Study questions:
A – According to the study summary, how many individuals did the authors recruit?
B – Using the study summary, decide whether each statement agrees with it: (i) Anticholinergic burden was measured with the CRIDECO Anticholinergic Load Scale. (ii) Participants were between 18 and 75 years old. (iii) Cognition was tested with the Brief Assessment of Cognition in Schizophrenia. Answer yes or no for each and quote the deciding words.
C – Write out the part of the study summary that opens with the words containing "Study Design" and closes with "medication history review.", substituting "network" for "consortium".

Reading text:
• • • •
Highlight
1. Anticholinergic burden (AChB) from medications is linked to poorer cognitive performance and decreased total gray matter volume in individuals with psychosis spectrum disorders.
2. Polygenic scores (PGSs) for cognition and psychiatric disorders modify the impact of AChB on cognitive outcomes and brain structure, demonstrating significant gene-by-environment interactions.
3. Cognitive impairment associated with AChB may be partially mediated by reductions in gray matter volume, with effects moderated by composite psychiatric genetic risk.
Study Background
Psychotic disorders, including schizophrenia and bipolar disorder with psychotic features, are characterized by enduring cognitive deficits and brain structural abnormalities that contribute to functional impairments. Medications with anticholinergic properties, commonly prescribed for various psychiatric and somatic indications in this population, have been implicated as a modifiable risk factor exacerbating cognitive dysfunction. However, inter-individual variability in cognitive responses to medication burden remains poorly understood, with genetic predispositions emerging as potential modulators. This study addresses a critical gap by investigating how polygenic liability to cognitive function and psychiatric illnesses interact with anticholinergic burden to influence cognition and brain morphology in psychosis spectrum disorders.
Study Design
The authors recruited 1,704 individuals aged 18–65 years diagnosed with psychosis spectrum disorders from the Bipolar-Schizophrenia Network for Intermediate Phenotypes (B-SNIP) consortium, encompassing diverse ancestry groups. Participants underwent comprehensive cognitive testing using the Brief Assessment of Cognition in Schizophrenia (BACS), structural magnetic resonance imaging to quantify total gray matter volume, genotype analysis to derive polygenic scores, and meticulous medication history review.
Anticholinergic burden was quantified using the CRIDECO Anticholinergic Load Scale, reflecting cumulative exposure to scheduled medications with anticholinergic effects. Polygenic scores were generated separately for cognition, schizophrenia, bipolar disorder, and major depression, then combined into a composite psychiatric polygenic score. Multivariable linear regression models examined interactions between AChB and each PGS concerning cognitive and brain structural outcomes, controlling for clinical covariates and multiple testing via false discovery rate adjustments. Furthermore, hypothesis-driven moderated mediation analyses explored whether gray matter volume mediated cognitive effects of AChB, moderated by genetic risk.
• • • •
Supplied entries:

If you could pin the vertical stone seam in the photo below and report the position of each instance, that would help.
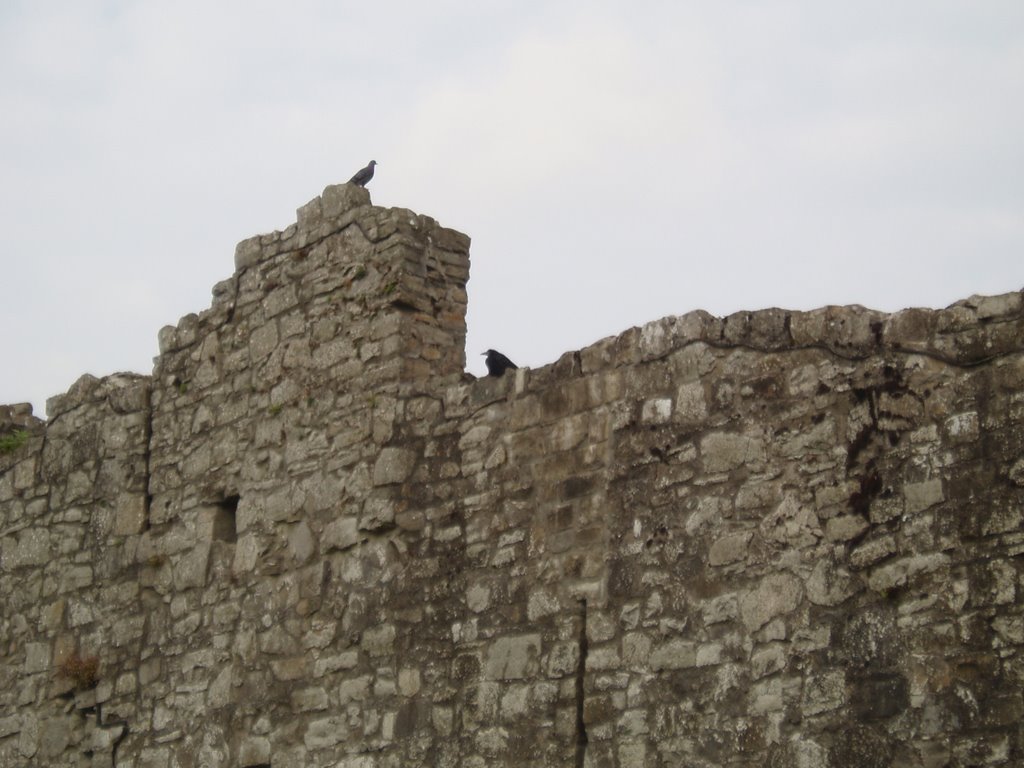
(581, 728)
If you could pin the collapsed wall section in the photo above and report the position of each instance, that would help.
(779, 538)
(73, 502)
(775, 539)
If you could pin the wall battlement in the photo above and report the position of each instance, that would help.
(775, 539)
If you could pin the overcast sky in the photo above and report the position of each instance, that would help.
(612, 162)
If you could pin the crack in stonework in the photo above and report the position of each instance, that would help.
(581, 729)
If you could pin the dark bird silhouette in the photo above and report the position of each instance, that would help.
(498, 364)
(363, 176)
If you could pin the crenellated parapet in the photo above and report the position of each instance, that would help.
(776, 538)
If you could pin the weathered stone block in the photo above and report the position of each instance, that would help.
(775, 595)
(393, 465)
(512, 657)
(722, 452)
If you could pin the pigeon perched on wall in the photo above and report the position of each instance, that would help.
(497, 363)
(363, 176)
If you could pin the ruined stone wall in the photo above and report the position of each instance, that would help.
(778, 539)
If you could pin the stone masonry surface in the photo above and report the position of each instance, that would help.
(776, 539)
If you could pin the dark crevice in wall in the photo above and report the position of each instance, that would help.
(581, 729)
(123, 724)
(224, 522)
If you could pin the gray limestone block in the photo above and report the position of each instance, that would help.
(393, 465)
(512, 657)
(776, 595)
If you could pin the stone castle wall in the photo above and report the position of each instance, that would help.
• • • •
Answers for the tasks:
A – 1,704 individuals aged 18–65 years with psychosis spectrum disorders.

B –
(i) Yes: "Anticholinergic burden was quantified using the CRIDECO Anticholinergic Load Scale"
(ii) No: "1,704 individuals aged 18–65 years"
(iii) Yes: "comprehensive cognitive testing using the Brief Assessment of Cognition in Schizophrenia (BACS)"

C –
Study Design
The authors recruited 1,704 individuals aged 18–65 years diagnosed with psychosis spectrum disorders from the Bipolar-Schizophrenia Network for Intermediate Phenotypes (B-SNIP) network, encompassing diverse ancestry groups. Participants underwent comprehensive cognitive testing using the Brief Assessment of Cognition in Schizophrenia (BACS), structural magnetic resonance imaging to quantify total gray matter volume, genotype analysis to derive polygenic scores, and meticulous medication history review.